** Start of Provided data **

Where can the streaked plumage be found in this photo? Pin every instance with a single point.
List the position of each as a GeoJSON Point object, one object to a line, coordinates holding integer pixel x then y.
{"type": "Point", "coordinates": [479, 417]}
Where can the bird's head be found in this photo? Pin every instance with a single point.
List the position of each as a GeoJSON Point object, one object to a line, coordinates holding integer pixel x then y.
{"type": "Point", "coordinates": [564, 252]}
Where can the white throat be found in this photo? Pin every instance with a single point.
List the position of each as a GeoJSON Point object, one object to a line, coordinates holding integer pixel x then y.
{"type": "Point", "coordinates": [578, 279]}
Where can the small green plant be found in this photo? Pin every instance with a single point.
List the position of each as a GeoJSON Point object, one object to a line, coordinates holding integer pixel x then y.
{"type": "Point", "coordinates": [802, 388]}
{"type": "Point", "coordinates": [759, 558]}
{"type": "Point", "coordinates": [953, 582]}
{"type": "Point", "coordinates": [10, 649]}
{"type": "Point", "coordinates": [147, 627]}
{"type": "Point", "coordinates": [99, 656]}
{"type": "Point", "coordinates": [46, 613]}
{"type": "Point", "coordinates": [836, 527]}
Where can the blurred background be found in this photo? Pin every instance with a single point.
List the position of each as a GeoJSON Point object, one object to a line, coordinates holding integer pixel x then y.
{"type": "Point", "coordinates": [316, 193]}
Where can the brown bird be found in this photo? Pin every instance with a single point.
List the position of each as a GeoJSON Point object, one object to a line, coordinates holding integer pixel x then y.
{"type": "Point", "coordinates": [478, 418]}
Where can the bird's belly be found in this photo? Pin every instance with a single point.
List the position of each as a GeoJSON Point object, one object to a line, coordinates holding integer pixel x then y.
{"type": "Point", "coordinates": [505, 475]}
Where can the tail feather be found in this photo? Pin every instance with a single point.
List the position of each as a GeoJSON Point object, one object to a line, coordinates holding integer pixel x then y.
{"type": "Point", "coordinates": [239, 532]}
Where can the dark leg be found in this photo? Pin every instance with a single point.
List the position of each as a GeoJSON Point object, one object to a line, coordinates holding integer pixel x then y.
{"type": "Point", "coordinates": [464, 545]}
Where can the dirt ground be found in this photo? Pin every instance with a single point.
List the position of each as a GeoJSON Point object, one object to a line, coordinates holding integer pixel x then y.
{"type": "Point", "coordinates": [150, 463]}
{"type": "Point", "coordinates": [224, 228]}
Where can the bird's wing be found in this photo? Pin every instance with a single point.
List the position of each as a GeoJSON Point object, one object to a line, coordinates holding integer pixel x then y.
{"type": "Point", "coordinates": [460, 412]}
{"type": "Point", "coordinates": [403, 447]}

** End of Provided data **

**What you need to do:**
Return exactly the lines of the data, and only those, from the line with "Where can the blurred" through the last line, inclusive.

**Response to this task:**
Where can the blurred background be found in this photo? Pin every instance with a single point.
List the position of each as a GeoJSON Point object, one object to a line, coordinates holding integer pixel x then y.
{"type": "Point", "coordinates": [316, 193]}
Where can the brown bird be found in this photo? Pin every instance with a single point.
List the position of each as a GeoJSON Point object, one object to a line, coordinates holding integer pixel x then y.
{"type": "Point", "coordinates": [478, 418]}
Where can the bird's belly be found in this photo? Pin every instance with a single point.
List the position of each as a GeoJSON Point object, one object to a line, coordinates holding integer pixel x then y.
{"type": "Point", "coordinates": [505, 475]}
Where can the tail feather be found in this photo? Pin every instance with a single point.
List the position of each as a GeoJSON Point object, one object to a line, coordinates holding integer pixel x then y.
{"type": "Point", "coordinates": [239, 532]}
Where can the dark leg be found in this photo? Pin every instance with a single point.
List the position of each as a GeoJSON Point object, one object to a line, coordinates holding integer pixel x then y.
{"type": "Point", "coordinates": [464, 545]}
Where can the dirt ground be found in this photo? Pin every instance with a single point.
List the position of each as a GeoJSON Point object, one object to a line, coordinates holding integer pixel x then y.
{"type": "Point", "coordinates": [150, 463]}
{"type": "Point", "coordinates": [224, 228]}
Where can the bird's wing be found in this photo? Pin every instance with a single point.
List the position of each as a GeoJSON Point object, one object to a line, coordinates holding integer pixel x then y.
{"type": "Point", "coordinates": [460, 412]}
{"type": "Point", "coordinates": [403, 447]}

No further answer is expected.